Retype the stretch of the listing below, from the line containing "of the palm" through the end of the listing, with both ends included and every character kept the same.
======== RECORDS
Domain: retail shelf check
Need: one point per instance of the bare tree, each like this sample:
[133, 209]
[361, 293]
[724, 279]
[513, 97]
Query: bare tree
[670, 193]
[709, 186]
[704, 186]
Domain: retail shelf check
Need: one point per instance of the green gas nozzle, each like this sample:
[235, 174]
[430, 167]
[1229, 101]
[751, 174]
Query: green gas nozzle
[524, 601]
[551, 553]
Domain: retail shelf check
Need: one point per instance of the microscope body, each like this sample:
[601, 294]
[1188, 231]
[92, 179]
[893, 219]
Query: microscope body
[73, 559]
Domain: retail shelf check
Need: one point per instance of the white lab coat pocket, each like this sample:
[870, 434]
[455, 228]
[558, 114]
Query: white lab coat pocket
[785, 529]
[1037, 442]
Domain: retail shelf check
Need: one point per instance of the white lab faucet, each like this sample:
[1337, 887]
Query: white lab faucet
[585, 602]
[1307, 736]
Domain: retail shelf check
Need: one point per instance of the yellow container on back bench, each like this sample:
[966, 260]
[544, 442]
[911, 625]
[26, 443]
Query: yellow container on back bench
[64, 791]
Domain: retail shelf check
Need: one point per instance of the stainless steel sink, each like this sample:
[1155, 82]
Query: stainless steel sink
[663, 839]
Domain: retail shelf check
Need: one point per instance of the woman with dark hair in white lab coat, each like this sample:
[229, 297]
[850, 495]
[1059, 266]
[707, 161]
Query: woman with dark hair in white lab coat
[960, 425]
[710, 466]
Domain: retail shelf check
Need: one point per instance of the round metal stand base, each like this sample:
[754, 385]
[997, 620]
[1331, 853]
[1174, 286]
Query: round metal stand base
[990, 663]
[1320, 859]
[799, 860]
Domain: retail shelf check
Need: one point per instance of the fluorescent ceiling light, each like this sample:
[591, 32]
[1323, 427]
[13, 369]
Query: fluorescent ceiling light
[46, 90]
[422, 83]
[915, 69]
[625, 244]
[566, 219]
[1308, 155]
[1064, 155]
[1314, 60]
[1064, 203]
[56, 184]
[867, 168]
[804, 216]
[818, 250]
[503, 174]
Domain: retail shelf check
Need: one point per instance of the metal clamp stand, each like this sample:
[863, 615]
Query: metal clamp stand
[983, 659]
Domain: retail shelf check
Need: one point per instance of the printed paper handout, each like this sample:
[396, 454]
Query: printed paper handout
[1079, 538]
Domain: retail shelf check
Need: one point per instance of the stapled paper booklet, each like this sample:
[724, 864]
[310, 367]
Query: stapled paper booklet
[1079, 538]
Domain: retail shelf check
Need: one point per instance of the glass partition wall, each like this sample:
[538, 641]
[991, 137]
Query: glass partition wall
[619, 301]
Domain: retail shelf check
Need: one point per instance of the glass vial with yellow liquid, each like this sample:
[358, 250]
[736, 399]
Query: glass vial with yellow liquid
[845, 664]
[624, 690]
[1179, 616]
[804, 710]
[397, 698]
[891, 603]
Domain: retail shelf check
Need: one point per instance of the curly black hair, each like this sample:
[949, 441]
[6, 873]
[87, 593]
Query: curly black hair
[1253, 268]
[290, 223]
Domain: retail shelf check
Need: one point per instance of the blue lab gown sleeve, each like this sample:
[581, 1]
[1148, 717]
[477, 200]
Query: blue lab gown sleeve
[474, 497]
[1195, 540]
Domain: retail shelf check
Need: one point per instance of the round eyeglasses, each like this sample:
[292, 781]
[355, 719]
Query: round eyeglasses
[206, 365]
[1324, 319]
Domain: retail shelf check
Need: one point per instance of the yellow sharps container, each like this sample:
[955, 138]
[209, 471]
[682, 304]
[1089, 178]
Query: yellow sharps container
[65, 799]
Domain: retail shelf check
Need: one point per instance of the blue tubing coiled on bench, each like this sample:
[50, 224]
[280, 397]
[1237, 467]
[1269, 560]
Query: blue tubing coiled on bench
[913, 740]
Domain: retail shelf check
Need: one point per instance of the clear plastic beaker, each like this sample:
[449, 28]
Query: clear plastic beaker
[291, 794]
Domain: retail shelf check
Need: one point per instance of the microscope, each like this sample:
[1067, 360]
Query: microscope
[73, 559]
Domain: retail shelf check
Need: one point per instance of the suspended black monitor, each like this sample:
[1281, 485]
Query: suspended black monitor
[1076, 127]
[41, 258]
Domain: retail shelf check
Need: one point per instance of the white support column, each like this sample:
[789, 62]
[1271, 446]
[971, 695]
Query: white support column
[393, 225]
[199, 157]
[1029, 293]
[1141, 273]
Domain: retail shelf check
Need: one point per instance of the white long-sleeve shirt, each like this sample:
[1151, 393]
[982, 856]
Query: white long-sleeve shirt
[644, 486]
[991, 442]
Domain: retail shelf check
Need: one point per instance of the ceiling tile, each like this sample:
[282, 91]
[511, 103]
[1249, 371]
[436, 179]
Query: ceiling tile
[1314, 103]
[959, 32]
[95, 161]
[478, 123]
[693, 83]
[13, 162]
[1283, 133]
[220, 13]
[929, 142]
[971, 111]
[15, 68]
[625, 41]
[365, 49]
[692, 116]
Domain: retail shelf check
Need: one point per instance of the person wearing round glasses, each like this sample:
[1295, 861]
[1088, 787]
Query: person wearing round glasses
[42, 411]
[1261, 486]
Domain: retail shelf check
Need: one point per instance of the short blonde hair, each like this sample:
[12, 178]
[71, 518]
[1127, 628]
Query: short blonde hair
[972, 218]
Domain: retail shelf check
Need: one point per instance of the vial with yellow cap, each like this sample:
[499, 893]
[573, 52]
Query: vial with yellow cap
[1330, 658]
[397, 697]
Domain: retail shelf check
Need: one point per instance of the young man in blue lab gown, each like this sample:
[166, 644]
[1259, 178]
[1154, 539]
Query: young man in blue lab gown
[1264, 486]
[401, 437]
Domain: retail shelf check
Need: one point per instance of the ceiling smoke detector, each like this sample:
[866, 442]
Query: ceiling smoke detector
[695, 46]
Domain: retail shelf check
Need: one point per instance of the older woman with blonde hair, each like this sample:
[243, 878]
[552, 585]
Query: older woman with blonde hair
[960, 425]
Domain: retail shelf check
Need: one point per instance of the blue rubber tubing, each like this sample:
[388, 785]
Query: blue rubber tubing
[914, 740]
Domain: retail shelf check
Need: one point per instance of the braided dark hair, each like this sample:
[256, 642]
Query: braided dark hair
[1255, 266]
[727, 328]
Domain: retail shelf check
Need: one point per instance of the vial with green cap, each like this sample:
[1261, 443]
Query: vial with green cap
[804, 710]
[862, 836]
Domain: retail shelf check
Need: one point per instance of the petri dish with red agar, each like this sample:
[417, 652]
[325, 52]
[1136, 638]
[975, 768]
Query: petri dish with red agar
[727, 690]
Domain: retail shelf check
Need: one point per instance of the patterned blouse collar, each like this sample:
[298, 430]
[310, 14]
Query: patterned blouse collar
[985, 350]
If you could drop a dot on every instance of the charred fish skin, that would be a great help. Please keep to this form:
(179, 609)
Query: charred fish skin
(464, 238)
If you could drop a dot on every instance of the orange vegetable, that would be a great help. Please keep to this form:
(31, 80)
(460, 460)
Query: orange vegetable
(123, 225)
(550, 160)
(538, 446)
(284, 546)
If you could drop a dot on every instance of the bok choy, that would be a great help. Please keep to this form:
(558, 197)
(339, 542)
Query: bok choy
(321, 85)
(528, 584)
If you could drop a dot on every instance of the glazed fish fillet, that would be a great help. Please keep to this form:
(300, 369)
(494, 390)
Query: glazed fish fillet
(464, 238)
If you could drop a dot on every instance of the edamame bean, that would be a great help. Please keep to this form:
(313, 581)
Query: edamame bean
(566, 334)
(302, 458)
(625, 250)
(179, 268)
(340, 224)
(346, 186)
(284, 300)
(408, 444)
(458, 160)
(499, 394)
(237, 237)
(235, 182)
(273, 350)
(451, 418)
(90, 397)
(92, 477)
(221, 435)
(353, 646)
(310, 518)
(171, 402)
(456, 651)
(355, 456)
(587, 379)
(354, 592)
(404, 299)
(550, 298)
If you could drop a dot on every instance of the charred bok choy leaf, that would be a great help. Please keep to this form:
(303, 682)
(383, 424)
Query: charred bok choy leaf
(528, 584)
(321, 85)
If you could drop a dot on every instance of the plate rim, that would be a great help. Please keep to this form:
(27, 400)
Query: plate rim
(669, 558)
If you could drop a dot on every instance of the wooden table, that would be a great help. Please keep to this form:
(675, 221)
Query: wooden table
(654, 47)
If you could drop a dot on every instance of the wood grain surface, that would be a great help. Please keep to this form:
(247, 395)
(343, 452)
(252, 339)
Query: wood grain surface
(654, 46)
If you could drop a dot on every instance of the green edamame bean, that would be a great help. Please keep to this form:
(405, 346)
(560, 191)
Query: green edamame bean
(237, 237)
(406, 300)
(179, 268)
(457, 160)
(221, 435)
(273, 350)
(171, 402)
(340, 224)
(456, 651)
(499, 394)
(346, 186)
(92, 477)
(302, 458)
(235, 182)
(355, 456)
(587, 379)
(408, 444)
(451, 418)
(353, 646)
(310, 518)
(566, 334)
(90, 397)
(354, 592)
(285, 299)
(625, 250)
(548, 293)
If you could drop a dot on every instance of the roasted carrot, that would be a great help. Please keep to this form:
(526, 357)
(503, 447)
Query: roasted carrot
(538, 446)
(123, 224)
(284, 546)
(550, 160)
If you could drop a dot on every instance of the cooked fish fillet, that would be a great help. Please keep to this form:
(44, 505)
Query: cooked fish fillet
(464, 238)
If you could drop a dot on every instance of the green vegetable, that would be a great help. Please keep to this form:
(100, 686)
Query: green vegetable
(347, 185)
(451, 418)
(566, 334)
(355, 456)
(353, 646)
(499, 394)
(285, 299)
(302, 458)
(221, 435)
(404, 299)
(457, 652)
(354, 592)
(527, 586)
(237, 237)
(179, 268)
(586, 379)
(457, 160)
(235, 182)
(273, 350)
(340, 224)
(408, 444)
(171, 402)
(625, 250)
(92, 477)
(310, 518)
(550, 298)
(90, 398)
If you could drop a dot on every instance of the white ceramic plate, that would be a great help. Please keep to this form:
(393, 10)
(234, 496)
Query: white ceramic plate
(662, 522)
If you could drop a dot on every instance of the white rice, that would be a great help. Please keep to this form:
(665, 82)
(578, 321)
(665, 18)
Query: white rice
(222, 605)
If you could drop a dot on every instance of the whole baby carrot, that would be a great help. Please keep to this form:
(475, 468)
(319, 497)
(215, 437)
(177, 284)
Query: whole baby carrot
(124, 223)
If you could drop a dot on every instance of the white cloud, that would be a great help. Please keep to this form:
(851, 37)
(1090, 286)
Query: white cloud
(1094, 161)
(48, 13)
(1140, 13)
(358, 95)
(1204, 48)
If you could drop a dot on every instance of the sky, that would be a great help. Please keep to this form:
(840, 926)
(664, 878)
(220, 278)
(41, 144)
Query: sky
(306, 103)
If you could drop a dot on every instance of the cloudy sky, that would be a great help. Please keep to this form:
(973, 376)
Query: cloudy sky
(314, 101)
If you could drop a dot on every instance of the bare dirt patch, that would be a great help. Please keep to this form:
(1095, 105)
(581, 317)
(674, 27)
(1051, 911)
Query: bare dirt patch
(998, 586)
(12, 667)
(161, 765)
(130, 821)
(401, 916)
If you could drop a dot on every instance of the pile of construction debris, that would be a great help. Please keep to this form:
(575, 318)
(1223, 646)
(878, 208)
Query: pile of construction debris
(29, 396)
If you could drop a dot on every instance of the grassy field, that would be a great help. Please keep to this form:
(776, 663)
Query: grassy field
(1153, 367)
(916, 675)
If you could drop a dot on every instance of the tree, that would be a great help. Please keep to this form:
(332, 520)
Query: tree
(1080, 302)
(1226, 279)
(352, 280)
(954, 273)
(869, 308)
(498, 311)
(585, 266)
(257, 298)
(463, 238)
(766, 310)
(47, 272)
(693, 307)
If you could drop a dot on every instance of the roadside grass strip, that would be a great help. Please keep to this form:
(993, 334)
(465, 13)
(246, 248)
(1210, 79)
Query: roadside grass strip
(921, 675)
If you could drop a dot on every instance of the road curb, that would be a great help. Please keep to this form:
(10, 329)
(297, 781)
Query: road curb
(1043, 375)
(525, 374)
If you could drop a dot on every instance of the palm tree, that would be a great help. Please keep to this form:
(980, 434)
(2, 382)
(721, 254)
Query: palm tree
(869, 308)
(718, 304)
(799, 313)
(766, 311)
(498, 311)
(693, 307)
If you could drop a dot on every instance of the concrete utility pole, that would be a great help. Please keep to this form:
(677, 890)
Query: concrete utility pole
================
== FINISHED EXERCISE ==
If you could drop a dot on every instance of the palm tree, that would be a great help. Please keep to this form:
(980, 434)
(2, 382)
(721, 254)
Query: palm tree
(869, 308)
(718, 304)
(799, 313)
(766, 311)
(498, 311)
(693, 307)
If you could drop a dot on every instance of the concrete utility pole, that would be a great help. Please keep to this form:
(677, 890)
Query: concrete utility pole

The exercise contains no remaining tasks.